◆ Document section:
= = = = = = =

In 1977 I saw a Penrose tiling on the cover of the January issue of the magazine, Scientific American, and read the corresponding article by Martin Gardner. This was the first announcement and description of Penrose Tiling in the popular press. This enhanced my conviction that a Penrose Tiling would be valuable artwork for Miami. I selected the Cartwheel version of the tiling because it was featured on the cover of Scientific American. Having made this decision, I proposed the Cartwheel design and my colors for the Bachelor courtyard to our math department chair, Elwood Bohn. We set up a meeting with President Shriver, Treasurer Lloyd Goggin, and colleagues from Alumni Development. At that meeting we decided to investigate possibilities. The cost of the project was estimated to be $10,000, and the Development Office found the funding to do the project. As far as I know, no specific donor was credited with this funding, so no donor’s name has been connected to the project.
I planned my family's summer vacation making sure the tiling would not be started while I was gone. Unexpectedly, it was, and when I returned, I saw that the construction crew initiated the Cartwheel 90 degrees off the correct line of symmetry for the building. After negotiations and alternatives were explored (for example, rotating the entire building 90 degrees), the beginning construction was undone, and the project proceeded along the correct axis. Although they had to remove and rotate the forms one week into the construction process, the artisans constructing the tiling continued to be of good spirits.
When I retired, I left with the math department the information about the company that installed the tiling, the architect’s detailed drawing made from my sketches and the places around the world where chips of each of the four colors were mined. These may have been moved to the University Archives.
Those of us working to restore and relocate the Penrose Tiling have investigated various alternatives. Because the mathematics department is moving from Bachelor Hall, but not to a new building, there was little interest or opportunity of restoration regarding the Penrose Tiling among math faculty members. Other locations were discussed, such as under the Upham Arch (the math department may move to Upham), at the location of the new McVey Data Science Building, or on the grounds of the art museum. However, there was little interest in pursuing options. The University Architect declared the tiling unsalvageable, so at that point there was no hope of acquiring funds for its transfer, even though there were volunteers to contribute. Yet, unexplored questions remain as to whether the brass molding could have been dug out carefully and reused. Perhaps the terrazzo chips could be dug out, cleaned, and then poured into the saved molding. This could limit costs of restoration to labor while avoiding the cost of acquiring a new brass molding and terrazzo chips from around the word.

= = = = = = =

◆ Records supplied:
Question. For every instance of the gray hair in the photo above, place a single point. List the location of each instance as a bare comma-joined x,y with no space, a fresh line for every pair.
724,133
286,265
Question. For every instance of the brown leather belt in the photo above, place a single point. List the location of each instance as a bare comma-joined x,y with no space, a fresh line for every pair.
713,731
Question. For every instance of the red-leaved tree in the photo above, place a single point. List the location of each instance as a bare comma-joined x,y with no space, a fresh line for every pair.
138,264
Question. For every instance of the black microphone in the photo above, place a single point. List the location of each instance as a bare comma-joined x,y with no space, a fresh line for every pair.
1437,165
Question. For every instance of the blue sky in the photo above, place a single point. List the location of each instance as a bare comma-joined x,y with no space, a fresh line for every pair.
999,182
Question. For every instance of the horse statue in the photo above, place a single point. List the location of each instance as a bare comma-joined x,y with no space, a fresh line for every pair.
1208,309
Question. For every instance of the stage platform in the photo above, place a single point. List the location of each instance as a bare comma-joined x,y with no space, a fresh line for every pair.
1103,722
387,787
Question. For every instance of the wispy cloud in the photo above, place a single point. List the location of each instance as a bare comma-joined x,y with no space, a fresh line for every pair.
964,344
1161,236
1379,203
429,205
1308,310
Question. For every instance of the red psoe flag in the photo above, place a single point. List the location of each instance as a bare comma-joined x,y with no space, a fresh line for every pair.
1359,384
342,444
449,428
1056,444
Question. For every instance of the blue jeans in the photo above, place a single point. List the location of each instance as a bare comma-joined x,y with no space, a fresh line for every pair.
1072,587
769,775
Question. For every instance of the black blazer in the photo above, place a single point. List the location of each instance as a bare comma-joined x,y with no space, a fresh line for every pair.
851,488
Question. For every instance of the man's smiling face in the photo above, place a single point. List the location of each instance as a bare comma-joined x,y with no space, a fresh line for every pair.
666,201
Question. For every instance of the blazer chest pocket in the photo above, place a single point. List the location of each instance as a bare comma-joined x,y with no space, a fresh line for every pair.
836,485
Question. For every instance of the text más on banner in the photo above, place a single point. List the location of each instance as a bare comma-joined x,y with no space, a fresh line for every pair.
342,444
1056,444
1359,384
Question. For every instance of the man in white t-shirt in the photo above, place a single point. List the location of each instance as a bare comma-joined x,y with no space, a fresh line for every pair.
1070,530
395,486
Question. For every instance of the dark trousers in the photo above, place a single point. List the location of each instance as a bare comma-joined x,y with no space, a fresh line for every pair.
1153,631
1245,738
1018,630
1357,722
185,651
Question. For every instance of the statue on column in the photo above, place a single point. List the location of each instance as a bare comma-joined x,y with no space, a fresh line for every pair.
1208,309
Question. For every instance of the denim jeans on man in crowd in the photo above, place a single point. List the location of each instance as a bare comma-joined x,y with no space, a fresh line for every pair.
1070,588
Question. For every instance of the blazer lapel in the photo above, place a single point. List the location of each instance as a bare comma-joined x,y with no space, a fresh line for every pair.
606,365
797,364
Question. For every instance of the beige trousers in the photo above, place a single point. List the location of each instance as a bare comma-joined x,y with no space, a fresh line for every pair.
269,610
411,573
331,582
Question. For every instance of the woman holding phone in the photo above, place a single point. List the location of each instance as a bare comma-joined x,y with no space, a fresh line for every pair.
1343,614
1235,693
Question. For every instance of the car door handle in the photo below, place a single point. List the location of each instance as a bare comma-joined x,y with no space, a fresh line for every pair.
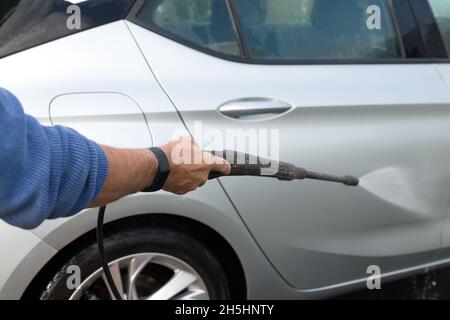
254,108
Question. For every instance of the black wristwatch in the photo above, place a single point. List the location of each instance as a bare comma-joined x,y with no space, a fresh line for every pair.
163,170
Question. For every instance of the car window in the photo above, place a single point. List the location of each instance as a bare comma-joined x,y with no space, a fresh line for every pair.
441,11
206,23
317,29
28,23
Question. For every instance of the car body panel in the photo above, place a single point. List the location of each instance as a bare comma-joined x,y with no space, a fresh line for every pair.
69,90
23,256
347,119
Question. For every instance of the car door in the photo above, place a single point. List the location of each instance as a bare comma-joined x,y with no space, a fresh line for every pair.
326,85
436,16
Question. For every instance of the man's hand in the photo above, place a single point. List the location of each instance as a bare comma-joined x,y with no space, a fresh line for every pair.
134,170
190,166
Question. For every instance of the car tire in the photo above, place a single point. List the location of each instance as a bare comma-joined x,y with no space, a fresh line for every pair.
184,250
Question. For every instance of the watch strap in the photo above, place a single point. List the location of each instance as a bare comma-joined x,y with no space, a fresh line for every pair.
163,170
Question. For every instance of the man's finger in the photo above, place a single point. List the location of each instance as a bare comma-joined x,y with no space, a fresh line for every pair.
218,164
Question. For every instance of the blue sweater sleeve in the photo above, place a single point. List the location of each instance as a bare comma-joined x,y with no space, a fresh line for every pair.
45,172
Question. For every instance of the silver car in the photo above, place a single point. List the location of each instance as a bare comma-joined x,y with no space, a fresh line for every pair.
359,87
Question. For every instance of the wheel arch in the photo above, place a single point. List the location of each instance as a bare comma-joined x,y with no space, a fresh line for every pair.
211,238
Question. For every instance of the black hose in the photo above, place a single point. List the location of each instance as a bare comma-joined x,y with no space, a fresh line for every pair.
102,254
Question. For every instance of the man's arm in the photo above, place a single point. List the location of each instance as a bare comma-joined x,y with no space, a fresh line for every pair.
133,170
53,172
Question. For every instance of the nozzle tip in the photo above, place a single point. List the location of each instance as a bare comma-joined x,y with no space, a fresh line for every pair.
351,181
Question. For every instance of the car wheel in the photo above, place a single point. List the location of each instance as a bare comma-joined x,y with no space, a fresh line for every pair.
146,264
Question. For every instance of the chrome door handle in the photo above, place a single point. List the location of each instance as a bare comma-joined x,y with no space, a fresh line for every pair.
254,108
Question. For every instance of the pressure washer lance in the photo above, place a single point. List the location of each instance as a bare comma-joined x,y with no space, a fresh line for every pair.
242,164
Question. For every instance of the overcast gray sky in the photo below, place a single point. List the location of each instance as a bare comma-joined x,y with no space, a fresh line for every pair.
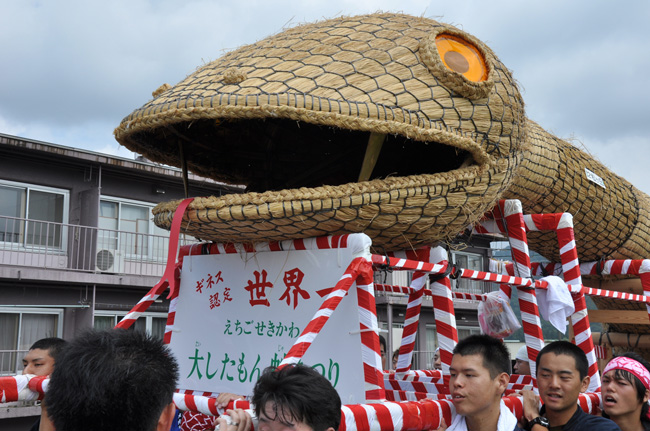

= = = = = = =

◆ Stated problem A: According to the Penrose tiling account, what was the estimated cost of the project?
◆ Stated problem B: Reproduce a passage of the Penrose tiling account word for word, beginning at the words "When I retired, I" and stopping after the words "the University Archives.".

◆ Complete answer A: $10,000

◆ Complete answer B:
When I retired, I left with the math department the information about the company that installed the tiling, the architect’s detailed drawing made from my sketches and the places around the world where chips of each of the four colors were mined. These may have been moved to the University Archives.